EXERCISE DIRECTIONS: Present everything in the entries below, from the line that contains "the person holding" down to the line that contains "Target: person holding camera", as a Markdown table with the columns Row and Line. Skip any blank lines.

EXERCISE INPUT:
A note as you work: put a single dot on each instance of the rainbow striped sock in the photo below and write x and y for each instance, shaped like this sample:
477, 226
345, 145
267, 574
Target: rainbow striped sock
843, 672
...
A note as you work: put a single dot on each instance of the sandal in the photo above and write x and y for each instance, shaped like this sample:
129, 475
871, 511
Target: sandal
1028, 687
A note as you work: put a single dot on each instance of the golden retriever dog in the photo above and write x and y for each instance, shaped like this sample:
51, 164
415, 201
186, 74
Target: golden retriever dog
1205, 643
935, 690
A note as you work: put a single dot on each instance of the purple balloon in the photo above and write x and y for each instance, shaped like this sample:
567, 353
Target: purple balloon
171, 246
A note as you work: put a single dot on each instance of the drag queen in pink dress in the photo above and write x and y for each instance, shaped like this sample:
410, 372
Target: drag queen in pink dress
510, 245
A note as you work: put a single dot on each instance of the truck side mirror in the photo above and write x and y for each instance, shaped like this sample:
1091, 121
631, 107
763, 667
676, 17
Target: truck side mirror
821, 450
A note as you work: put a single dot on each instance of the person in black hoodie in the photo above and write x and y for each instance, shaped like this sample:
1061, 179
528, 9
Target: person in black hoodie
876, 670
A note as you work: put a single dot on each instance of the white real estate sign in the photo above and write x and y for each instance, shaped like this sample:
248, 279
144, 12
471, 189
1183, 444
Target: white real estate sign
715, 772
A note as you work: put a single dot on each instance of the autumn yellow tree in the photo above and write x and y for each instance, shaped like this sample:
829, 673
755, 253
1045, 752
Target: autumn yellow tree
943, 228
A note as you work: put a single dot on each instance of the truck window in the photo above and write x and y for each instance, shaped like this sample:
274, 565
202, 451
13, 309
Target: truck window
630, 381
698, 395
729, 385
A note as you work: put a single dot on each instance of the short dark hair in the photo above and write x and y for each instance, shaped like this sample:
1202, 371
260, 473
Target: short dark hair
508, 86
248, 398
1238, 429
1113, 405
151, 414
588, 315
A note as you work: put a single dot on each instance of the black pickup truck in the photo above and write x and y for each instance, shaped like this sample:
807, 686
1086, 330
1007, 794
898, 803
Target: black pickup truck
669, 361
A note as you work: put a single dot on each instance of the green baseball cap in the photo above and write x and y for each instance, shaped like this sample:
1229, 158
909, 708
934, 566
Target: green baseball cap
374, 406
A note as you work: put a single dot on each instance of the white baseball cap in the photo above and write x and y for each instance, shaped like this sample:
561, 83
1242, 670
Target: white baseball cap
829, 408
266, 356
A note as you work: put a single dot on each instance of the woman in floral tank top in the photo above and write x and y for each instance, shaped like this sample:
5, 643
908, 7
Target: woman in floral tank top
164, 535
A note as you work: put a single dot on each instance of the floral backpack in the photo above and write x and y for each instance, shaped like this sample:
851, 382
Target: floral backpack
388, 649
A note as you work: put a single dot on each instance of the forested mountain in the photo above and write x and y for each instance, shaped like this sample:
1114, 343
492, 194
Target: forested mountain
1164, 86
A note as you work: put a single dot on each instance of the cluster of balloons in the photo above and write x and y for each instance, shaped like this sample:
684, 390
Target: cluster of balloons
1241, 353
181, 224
* * *
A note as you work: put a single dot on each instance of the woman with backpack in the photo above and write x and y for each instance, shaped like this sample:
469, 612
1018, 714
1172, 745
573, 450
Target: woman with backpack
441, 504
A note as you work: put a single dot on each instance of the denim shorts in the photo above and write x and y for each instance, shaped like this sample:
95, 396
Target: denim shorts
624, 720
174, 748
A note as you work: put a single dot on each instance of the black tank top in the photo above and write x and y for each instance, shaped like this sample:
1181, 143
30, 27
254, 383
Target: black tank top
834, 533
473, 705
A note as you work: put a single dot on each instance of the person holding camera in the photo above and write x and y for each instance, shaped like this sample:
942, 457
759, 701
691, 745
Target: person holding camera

EXERCISE SOLUTION:
| Row | Line |
|---|---|
| 1 | A note as you work: put a single dot on each instance of the person holding camera in the photo above and write x and y for each instance, shaped like this sample: |
| 2 | 942, 457 |
| 3 | 759, 701 |
| 4 | 691, 745 |
| 5 | Target: person holding camera |